◆ **Supplied passage**
----

My dad’s immediate idea for a week in Austria was to go and check out a different village each day – and because they’re all connected by a fleet of little lime green buses which run like clockwork every half hour, it’s wonderfully easy to get around.

Although I wouldn’t have said no to trying out a bit of road skiing…

Autumn Walks in the Austrian Alps

First up: a cable car ride, high above Bezau

On Dad’s birthday we headed to Bezau, the closest village to our home base in Mellau. The sun was shining as we got off the bus a little too early, wandering through the charming streets until we reached the base of Bezau mountain.

Autumn Walks in the Austrian Alps

The village is known for a cable car which stretches up the side of the valley to a panoramic terrace, a viewing platform – and a totally unexpected but stunningly beautiful snowscape.

Which is when we understood why everyone else in the little cable car had been wearing heavy duty hiking boots.

Autumn Walks in the Austrian Alps

Autumn Walks in the Austrian Alps

Together, Dad and I sipped coffees and hot chocolate in the little restaurant, shared a sugar-covered doughnut (while I apologised profusely over the lack of birthday cake), and eventually walked up to the mountain’s crest, crunching on fresh snow.

Dad also inadvertently befriended an old Austrian man. As you do.

Autumn Walks in the Austrian Alps

Exploring a graveyard in Egg

The next village on the agenda was Egg, where Dad and I spent a happy morning making constant puns about the best named place we’d ever heard of and walking through a strangely beautiful cemetery with ornately carved crosses and a stunning view of the valley.

Autumn Walks in the Austrian Alps

My dad also gave into his curiosity and visited the tourist office to find out why the village is called Egg. We’re still not entirely sure…

The architectural bus shelters of Krumbach

Thanks to a heads up from Katrin at Vorarlberg Tourism, we headed to the tiny village of Krumbach purely to see seven bus shelters, all of which have been designed by different architects from all over the world.

Autumn Walks in the Austrian Alps

Dad completely indulged my blogging whims and became my photographer for the day as I posed in each and every shelter, not at all self-consciously. Ok, so various Austrian women were rather confused at our behaviour, but we had a wonderful time nonetheless.

----

◆ **Dataset section**
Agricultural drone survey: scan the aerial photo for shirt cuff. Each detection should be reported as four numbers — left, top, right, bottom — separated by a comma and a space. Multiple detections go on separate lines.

----

◆ **Exercise 1**
List every village named in the Austrian Alps travel piece.
◆ **Exercise 2**
Proceed with the Austrian Alps travel piece, picking up after its final sentence.

◆ **Final result 1**
Mellau, Bezau, Egg, Krumbach

◆ **Final result 2**
A farmer’s market in Dornbirn

On the Saturday, we braved two different green buses to reach the bi-weekly farmer’s market in Dornbirn. It was a much bigger town than our usual village haunts, filled with well dressed Austrians crowded around restaurant doorways and balancing their glasses of schnapps on high tables.

In just a week, I’d become so accustomed to farmers and fleeces  instead of sunglasses and shiny leather boots that I felt completely out of place – but the Dornbirn buildings were beautiful to look at, and it made me even more appreciative of the village life we’d been experiencing.

Autumn Walks in the Austrian Alps

Autumn Walks in the Austrian Alps

Our pseudo home in Mellau

Despite spending each day exploring a different village, Mellau was still my favourite part of the Bregenzerwald, simply because it felt so familiar so quickly.

Every morning, I awoke to the sound of ringing cow bells as the farmers led their herds down to pasture, and looked out at peaked roofs topped by wisps of cloud.

Autumn Walks in the Austrian Alps

After a buffet breakfast in the restaurant, Dad and I walked out of our snug deer-themed hotel and looked up towards this mountain, which never failed to make us gasp, and smile, and glance happily at each other.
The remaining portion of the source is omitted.